[Stored entries]
## Start
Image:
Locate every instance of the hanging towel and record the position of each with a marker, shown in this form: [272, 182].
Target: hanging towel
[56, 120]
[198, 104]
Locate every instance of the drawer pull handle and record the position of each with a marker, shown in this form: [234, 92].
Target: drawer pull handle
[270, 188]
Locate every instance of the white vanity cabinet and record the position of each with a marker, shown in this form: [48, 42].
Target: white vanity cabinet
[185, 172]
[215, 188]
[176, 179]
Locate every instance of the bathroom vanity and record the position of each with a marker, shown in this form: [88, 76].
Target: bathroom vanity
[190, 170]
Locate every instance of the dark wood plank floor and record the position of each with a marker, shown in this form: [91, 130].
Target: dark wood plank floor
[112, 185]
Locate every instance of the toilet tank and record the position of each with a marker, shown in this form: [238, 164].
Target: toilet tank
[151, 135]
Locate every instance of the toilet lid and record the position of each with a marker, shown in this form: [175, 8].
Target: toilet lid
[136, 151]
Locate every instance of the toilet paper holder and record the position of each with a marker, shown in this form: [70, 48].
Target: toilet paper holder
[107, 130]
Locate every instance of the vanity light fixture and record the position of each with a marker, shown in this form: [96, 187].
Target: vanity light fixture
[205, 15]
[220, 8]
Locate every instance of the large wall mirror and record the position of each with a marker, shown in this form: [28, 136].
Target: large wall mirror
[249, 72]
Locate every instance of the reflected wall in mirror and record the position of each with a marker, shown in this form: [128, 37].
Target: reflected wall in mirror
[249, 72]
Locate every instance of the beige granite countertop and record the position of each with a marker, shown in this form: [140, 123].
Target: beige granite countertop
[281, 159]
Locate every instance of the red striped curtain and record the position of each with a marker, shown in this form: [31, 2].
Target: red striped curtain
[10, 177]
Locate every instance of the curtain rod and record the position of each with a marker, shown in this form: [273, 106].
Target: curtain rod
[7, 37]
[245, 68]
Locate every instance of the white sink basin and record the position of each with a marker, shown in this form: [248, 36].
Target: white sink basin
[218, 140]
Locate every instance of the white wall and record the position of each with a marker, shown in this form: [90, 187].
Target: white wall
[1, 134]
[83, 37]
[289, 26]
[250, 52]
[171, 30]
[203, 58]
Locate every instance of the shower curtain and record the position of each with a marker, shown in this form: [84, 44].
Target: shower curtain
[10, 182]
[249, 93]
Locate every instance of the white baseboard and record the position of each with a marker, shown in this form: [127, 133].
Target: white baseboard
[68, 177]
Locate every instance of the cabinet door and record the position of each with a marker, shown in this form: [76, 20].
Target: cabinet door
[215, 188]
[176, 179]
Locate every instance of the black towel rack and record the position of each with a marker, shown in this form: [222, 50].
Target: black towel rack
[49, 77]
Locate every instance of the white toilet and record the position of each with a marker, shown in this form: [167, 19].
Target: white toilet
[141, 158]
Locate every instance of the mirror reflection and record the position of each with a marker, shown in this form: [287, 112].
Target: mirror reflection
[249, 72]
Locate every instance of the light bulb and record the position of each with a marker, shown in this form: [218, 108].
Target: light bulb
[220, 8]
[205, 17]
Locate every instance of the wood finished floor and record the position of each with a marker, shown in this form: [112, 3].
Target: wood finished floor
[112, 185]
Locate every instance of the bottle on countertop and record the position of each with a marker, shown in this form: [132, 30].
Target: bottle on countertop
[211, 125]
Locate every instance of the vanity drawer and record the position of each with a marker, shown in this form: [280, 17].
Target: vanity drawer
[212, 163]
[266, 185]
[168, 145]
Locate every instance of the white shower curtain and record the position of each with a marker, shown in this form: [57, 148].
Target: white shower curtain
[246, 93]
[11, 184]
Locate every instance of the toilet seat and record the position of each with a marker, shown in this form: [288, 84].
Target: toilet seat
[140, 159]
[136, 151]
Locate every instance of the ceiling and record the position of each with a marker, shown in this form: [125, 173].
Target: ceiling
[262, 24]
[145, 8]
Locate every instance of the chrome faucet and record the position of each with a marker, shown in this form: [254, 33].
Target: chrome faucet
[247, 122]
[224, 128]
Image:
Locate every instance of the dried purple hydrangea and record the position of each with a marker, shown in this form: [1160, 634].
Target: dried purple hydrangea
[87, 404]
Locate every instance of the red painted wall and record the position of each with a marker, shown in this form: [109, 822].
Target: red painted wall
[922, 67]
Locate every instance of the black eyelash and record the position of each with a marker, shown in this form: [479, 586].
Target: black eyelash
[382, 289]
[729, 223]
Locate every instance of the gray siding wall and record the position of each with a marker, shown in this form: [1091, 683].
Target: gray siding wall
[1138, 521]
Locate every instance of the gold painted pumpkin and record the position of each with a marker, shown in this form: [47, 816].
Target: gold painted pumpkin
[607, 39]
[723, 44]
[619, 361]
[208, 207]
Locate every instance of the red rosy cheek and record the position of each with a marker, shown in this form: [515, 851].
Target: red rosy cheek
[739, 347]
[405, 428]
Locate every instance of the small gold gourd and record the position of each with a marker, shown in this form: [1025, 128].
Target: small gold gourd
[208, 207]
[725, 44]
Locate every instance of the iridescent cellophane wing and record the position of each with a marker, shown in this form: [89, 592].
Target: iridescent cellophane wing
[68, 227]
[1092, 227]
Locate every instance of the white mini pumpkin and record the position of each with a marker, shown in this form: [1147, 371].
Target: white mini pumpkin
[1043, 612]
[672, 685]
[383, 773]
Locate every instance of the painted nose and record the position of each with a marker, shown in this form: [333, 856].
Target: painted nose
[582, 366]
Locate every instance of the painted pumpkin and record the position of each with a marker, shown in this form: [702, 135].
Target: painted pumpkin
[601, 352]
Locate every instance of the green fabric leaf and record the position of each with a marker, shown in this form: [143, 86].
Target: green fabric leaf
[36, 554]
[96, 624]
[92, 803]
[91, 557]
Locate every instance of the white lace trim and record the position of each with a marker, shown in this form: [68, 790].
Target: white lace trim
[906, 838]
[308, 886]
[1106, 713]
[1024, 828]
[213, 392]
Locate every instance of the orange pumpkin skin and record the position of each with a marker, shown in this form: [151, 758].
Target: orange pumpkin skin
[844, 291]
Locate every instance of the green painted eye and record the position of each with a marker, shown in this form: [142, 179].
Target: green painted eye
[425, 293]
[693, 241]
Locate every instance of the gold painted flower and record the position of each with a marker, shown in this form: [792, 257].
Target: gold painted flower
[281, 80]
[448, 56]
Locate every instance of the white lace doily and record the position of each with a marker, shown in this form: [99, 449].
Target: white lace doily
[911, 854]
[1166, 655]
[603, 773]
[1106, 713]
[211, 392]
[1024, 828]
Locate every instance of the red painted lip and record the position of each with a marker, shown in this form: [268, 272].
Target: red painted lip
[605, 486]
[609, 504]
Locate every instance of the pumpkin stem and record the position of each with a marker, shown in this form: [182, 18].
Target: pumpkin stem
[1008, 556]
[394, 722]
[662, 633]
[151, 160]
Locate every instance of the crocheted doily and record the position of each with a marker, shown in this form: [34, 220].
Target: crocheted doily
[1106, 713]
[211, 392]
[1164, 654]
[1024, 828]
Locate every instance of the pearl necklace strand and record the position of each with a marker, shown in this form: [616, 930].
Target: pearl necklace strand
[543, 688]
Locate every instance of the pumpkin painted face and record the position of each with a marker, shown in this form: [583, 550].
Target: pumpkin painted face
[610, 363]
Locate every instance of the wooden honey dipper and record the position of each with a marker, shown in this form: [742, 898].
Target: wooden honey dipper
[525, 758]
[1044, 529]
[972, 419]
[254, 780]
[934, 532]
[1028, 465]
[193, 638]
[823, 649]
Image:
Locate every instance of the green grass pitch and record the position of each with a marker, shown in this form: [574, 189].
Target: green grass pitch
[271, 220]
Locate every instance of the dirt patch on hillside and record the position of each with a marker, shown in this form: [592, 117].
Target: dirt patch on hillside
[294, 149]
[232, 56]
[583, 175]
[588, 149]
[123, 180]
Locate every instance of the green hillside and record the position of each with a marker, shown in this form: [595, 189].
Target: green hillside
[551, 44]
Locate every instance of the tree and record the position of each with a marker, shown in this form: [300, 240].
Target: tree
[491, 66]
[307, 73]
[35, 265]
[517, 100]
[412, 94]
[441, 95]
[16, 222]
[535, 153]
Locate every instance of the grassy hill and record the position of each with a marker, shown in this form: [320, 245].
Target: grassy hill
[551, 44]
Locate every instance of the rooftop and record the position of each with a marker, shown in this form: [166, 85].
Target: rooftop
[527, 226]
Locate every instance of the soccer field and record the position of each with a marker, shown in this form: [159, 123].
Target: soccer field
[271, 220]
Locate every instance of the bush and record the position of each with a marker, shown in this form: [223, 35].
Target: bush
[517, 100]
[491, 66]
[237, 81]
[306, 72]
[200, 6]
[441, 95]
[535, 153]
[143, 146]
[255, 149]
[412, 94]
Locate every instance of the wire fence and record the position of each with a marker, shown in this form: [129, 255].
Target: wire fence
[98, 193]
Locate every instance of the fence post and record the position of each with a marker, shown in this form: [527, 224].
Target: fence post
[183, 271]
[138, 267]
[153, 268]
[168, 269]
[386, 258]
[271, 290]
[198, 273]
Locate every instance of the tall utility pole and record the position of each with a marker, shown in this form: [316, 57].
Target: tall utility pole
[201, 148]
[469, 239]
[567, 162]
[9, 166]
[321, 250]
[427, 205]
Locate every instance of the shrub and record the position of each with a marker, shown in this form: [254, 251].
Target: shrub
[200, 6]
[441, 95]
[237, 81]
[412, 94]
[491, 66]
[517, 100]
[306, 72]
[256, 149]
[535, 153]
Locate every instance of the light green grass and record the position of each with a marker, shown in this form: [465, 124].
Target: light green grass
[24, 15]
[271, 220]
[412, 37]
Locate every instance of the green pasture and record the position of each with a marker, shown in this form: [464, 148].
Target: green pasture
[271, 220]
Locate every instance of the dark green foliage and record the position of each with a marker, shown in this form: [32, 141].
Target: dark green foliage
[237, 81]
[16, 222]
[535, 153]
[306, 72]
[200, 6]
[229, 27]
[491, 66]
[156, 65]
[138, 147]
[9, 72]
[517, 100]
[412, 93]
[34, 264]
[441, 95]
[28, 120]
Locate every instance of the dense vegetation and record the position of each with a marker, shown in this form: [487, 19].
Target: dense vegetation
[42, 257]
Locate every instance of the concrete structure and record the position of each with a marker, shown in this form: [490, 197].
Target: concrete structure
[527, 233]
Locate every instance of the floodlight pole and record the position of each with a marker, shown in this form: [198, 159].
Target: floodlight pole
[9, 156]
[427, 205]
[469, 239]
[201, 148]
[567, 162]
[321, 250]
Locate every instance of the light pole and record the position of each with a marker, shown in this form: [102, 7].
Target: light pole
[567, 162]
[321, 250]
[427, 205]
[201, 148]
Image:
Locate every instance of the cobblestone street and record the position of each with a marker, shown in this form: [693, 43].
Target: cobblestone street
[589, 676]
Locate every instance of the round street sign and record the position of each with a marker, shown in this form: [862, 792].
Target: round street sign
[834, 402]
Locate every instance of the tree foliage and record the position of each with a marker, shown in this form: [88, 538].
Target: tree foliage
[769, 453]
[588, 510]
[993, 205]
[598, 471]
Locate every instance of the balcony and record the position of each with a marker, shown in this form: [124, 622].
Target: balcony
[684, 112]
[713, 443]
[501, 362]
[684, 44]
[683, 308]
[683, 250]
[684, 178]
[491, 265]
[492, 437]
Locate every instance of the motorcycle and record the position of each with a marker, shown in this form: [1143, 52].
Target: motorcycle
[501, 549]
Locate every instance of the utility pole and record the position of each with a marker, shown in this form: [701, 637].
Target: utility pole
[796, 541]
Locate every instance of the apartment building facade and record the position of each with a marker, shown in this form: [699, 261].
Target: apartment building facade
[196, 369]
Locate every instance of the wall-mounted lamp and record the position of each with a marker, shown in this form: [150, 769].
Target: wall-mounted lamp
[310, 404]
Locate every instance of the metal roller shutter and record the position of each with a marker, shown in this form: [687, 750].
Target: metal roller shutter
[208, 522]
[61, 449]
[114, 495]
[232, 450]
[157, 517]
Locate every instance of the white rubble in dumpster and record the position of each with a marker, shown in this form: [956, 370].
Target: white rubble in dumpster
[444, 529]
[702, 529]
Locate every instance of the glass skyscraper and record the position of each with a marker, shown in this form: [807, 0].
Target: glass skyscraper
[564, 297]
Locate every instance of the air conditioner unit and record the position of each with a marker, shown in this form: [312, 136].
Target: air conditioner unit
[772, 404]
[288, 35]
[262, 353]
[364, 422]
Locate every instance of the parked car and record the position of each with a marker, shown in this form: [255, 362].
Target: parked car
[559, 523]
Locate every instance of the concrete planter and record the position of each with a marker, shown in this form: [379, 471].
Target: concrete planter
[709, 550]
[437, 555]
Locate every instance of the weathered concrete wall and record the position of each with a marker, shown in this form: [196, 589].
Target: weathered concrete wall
## End
The answer consists only of the lines from the one containing "Locate every instance of the wall-mounted" to the end of the records, each written out exactly.

■ ANSWER TO THE TASK:
Locate every instance of the wall-mounted lamp and record the position of each with a marker, shown in this form: [150, 769].
Target: wall-mounted lamp
[310, 404]
Locate every instance of the metal roller shutter and record the position of each with a marker, shown in this form: [687, 750].
Target: metal roller shutter
[208, 522]
[61, 449]
[114, 495]
[232, 450]
[157, 517]
Locate every instance of the white rubble in dumpster and record the position of each with a marker, shown in this form: [956, 370].
Target: white rubble in dumpster
[444, 529]
[702, 529]
Locate every instance of the glass skyscraper and record the position of each with a marker, shown in this form: [807, 0].
Target: glass skyscraper
[564, 297]
Locate every instance of the air conditioner unit and record the position of each with a marker, shown in this form: [312, 136].
Target: air conditioner unit
[772, 404]
[288, 35]
[262, 353]
[364, 422]
Locate every instance of the parked car and record the position of each with a marker, shown in this form: [255, 362].
Target: parked car
[559, 523]
Locate every instance of the concrete planter and record the position of each with a marker, shown in this form: [379, 471].
Target: concrete planter
[709, 550]
[437, 555]
Locate every instance of the weathered concrete wall and record the position of each with a marker, shown in this form: [196, 589].
Target: weathered concrete wall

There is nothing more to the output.